*What to produce*. Rescale the lines below, starting with the line that contains "Spot the player's" and going on through the last line, and write every one of them out again, requests included. Multiply each point coordinate in the answers by 1.7 and round it to a whole number, with halves rounding up.

*Supplied entries*.
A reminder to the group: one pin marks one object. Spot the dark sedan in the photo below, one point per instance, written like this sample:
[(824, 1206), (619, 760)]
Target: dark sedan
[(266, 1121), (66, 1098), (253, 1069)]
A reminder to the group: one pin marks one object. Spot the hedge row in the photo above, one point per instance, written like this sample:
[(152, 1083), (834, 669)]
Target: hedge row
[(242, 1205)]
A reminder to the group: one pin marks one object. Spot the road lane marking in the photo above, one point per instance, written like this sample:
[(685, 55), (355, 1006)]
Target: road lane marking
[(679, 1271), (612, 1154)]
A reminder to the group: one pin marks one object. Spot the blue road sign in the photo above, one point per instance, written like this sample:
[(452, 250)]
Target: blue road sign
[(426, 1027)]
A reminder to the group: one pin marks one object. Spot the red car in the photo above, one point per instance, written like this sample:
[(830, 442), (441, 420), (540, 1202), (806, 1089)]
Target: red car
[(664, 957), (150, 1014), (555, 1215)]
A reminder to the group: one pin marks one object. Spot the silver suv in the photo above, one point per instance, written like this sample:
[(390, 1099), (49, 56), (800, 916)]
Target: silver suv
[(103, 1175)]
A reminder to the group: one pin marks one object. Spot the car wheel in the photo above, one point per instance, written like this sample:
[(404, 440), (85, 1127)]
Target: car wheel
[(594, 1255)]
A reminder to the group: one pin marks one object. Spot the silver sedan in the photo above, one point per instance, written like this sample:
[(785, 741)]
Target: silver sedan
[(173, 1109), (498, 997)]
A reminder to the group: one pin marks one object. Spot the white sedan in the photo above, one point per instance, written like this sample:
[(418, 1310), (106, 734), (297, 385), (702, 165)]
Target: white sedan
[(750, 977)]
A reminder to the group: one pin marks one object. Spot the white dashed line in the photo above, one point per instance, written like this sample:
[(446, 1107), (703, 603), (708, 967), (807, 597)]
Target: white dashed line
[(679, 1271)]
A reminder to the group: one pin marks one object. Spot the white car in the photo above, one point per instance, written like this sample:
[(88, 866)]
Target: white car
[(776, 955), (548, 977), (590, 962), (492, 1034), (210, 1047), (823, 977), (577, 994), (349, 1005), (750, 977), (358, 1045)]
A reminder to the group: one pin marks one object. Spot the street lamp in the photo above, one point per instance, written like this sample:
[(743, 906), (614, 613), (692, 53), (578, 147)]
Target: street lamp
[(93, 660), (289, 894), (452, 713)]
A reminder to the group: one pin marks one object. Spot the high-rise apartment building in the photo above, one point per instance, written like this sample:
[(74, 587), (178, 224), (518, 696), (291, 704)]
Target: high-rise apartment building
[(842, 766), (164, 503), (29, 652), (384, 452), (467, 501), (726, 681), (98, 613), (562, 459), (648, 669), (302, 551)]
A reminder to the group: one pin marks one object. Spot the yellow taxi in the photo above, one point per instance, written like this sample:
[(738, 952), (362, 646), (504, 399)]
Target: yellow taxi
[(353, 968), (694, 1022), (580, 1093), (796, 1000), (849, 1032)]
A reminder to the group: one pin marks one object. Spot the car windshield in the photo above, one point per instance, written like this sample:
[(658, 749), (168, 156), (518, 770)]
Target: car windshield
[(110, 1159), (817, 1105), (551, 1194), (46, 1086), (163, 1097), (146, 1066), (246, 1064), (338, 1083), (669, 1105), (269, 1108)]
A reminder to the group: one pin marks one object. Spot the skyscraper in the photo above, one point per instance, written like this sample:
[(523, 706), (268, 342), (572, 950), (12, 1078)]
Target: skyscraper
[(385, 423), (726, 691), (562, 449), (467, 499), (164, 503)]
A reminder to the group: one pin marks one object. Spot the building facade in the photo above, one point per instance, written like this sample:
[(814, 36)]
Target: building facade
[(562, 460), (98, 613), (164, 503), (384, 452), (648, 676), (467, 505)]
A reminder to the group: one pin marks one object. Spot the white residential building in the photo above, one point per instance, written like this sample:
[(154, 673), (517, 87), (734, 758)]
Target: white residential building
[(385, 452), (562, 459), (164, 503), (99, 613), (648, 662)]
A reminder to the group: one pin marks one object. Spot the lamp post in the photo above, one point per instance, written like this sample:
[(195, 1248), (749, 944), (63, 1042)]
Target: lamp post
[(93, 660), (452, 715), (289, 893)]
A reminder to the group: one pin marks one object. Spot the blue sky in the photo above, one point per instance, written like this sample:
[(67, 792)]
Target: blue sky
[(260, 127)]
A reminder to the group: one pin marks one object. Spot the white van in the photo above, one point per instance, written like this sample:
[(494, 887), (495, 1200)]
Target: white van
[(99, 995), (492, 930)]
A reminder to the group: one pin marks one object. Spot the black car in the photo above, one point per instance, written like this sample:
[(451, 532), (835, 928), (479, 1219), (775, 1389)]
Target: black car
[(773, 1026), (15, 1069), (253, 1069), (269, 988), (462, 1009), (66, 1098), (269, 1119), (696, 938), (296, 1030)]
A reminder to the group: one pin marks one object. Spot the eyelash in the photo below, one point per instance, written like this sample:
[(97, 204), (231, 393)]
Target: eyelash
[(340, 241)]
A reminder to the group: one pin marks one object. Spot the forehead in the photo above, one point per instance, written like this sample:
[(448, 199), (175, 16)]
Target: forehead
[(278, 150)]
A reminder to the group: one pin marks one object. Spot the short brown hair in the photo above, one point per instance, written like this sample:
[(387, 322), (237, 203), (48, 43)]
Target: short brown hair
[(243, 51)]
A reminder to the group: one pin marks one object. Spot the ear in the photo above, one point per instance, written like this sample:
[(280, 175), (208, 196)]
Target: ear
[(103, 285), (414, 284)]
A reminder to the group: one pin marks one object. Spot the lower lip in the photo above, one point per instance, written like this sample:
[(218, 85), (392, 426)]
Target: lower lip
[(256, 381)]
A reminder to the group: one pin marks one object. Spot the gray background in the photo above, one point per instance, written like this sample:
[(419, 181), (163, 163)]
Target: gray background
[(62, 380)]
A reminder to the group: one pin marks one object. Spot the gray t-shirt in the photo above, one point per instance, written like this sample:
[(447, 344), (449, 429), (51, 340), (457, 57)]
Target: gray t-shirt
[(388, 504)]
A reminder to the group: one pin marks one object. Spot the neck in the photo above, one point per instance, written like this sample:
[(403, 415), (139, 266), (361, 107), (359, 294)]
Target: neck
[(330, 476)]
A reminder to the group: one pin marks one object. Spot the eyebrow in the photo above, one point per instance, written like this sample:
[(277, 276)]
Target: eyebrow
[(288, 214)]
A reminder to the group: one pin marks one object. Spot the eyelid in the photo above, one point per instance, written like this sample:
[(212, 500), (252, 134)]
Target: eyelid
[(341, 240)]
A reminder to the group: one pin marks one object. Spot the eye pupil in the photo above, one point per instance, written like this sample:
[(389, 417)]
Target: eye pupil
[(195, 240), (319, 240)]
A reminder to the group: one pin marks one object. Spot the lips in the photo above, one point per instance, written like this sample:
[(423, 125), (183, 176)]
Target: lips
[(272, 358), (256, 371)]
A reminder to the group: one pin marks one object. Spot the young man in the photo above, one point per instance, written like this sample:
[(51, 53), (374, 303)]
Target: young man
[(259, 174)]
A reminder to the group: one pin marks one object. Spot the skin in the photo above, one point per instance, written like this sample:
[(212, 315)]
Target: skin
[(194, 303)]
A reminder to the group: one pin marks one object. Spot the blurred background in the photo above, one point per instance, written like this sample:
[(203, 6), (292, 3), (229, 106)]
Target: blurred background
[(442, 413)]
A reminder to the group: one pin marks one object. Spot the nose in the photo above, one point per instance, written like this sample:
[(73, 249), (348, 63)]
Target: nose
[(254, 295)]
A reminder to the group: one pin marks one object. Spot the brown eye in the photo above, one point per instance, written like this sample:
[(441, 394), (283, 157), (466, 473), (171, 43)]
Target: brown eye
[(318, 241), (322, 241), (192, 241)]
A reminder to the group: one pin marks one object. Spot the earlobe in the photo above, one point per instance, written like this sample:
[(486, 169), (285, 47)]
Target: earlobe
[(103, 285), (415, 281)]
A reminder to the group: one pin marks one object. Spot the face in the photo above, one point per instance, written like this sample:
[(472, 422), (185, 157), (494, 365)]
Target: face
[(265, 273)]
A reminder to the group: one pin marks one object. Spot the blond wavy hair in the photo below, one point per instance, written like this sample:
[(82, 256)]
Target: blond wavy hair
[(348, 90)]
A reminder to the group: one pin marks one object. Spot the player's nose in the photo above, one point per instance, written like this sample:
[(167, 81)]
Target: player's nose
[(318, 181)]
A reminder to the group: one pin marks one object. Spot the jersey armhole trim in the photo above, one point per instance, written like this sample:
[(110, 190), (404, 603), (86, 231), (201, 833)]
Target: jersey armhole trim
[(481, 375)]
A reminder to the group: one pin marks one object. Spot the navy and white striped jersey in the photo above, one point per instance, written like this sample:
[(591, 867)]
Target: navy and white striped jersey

*Solved problem*.
A reminder to the group: one pin marks one object. Spot the player's nose in the photo above, one point per instance, written like this sample:
[(167, 81)]
Target: player's nose
[(541, 308)]
A reminder to the group: one pin marks one object. Spot the jersey armhole trim in the photo above, one point per instance, written like this sample:
[(110, 190), (404, 603), (86, 231), (201, 833)]
Target: jersey armhole trim
[(818, 638)]
A reminder to the group: one pin marks one object. Spot the navy and white striped jersey in the photo above, one point per instance, written like this sample:
[(591, 867)]
Target: navy and white striped jersey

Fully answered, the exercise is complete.